Copy the stretch of the REPRODUCE-ME passage below from "In our approach, we" through "entities used in an experiment." word for word.

## PASSAGE GIVEN
━━━━

Preconditions: The conditions that must be fulfilled before performing an activity. e.g., software installation prerequisites.

Cell Execution: The execution/run of a cell of a computational notebook is an example of an activity.

Trial: The various tries of an activity. For example, several executions of a script.

Definition 12

Plan represents a collection of steps and actions to achieve a goal.

The Plan is mapped to Plan in the PROV-DM and P-Plan model. Here, we classify the Plan as follows: (a) Experiment, (b) Protocol, (c) Standard Operating Procedure, (d) Method, (e) Algorithm, (f) Study, (g) Script, (h) Notebook.

Definition 13

Step represents a collection of actions that represents the plan for an activity.

A Step represents a planned execution activity and is mapped to Step in the P-Plan model. Here, we categorize Step as follows: (a) Computational Step, (b) Non-computational Step, (c) Intermediate Step, (d) Final Step.

Definition 14

Setting represents a set of configurations and parameters involved in an experiment.

Here, we categorize the Settings as follows: (a) Execution Environment, (b) Context, (c) Instrument Settings, (d) Computational Tools, (e) Packages (f) Libraries, (g) Software.

Definition 15

Instrument represents a set of devices used in an experiment.

In our approach, we focused onto the high-end light imaging microscopy experiments. Therefore, we add the terms which are related to microscopy to include domain semantics. The Instrument can be extended based on the requirements of an experiment. Here, we categorize the Instruments as follows: (a) Microscope, (b) Detector, (c) LightSource, (d) FilterSet, (e) Objective, (f) Dichroic, (g) Laser. This component could easily be extended to instruments from other domains.

Definition 16

Material represents a set of physical or digital entities used in an experiment.

We model the Material as a subtype of Entity defined in the PROV data model. Here, we provide some of the materials related to life sciences which are added in the data model: (a) Chemical, (b) Solution, (c) Specimen, (d) Plasmid. This could easily be extended to materials from other domains.

The REPRODUCE-ME ontology

To describe the scientific experiments in Linked Data, we developed a ontology based on the REPRODUCE-ME Data Model. The REPRODUCE-ME ontology, which is extended from PROV-O and P-Plan, is used to model the scientific experiments in general irrespective of their domain. However, it was initially designed to represent scientific experiments taking into account the life sciences and in particular high-end light microscopy experiments [50]. The REPRODUCE-ME ontology is available online along with the documentation [52]. The ontology is also available in Ontology Lookup Service [55] and BioPortal [53].

━━━━

## DATA ENTRIES
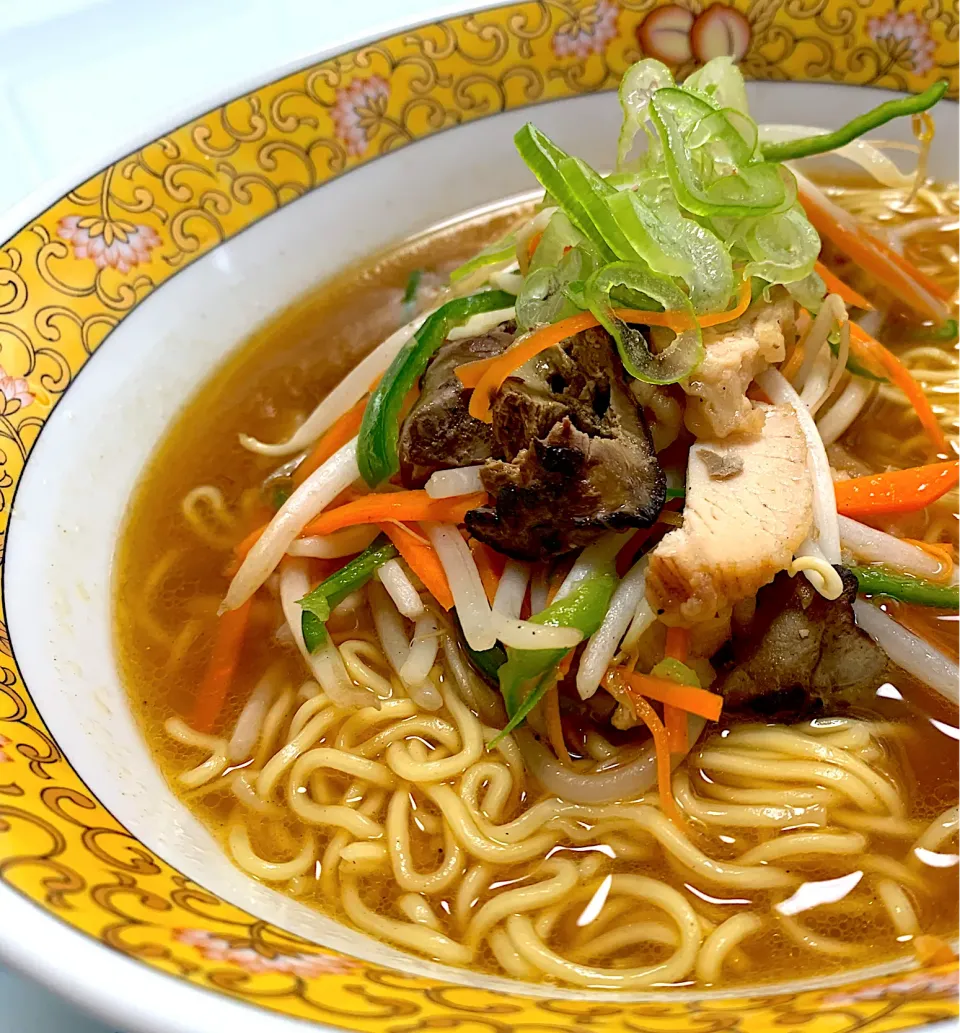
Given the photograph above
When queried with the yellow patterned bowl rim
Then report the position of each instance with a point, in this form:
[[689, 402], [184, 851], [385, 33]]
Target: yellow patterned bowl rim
[[91, 920]]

━━━━

## REPLY
In our approach, we focused onto the high-end light imaging microscopy experiments. Therefore, we add the terms which are related to microscopy to include domain semantics. The Instrument can be extended based on the requirements of an experiment. Here, we categorize the Instruments as follows: (a) Microscope, (b) Detector, (c) LightSource, (d) FilterSet, (e) Objective, (f) Dichroic, (g) Laser. This component could easily be extended to instruments from other domains.

Definition 16

Material represents a set of physical or digital entities used in an experiment.